PROMPT: Please update the material from its first line through the line containing "[(73, 196), (381, 246), (72, 252), (61, 101)]" by replacing "Pins" with "Points" and changing nothing else. Return only those lines.

EXTRACTED RECORDS:
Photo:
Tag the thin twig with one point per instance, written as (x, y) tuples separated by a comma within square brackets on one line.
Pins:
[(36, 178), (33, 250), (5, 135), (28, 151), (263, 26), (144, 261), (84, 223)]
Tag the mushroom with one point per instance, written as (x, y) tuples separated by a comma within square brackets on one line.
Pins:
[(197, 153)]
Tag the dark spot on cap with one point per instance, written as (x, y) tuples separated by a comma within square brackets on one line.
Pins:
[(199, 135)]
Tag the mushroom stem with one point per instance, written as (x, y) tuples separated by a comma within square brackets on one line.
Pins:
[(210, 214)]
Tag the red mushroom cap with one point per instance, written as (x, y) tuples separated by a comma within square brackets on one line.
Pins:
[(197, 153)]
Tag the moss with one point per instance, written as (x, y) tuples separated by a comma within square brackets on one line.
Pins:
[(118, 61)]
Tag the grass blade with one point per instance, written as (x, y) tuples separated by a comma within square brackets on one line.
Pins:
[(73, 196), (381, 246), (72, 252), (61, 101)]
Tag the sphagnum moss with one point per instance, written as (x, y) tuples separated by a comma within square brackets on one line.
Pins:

RESPONSE:
Photo:
Tag the thin twig with one point per instance, written as (x, y) tuples separated by a comma within square brackets on one line.
Points:
[(36, 178), (33, 250), (5, 135), (28, 151), (263, 26), (144, 261), (84, 223)]
Tag the mushroom with one point per instance, written as (x, y) tuples separated by a comma within square brackets on one line.
Points:
[(197, 153)]
Tag the dark spot on cap with one point per instance, written as (x, y) tuples separated by a comma within square brackets on one line.
Points:
[(199, 135)]
Tag the mushroom stem with one point per instance, written as (x, y) tuples separated by a comma within square brackets on one line.
Points:
[(210, 214)]
Tag the red mushroom cap with one point per instance, written as (x, y) tuples separated by a comma within square brackets on one line.
Points:
[(197, 153)]
Tag the moss with one point per instance, written as (x, y) tuples separated by a comma within square brackets on one line.
Points:
[(118, 61)]
Tag the grass blade with one point per instance, written as (x, y) tuples separated by a comma within square brackets on one line.
Points:
[(73, 196), (381, 246), (72, 252), (61, 101)]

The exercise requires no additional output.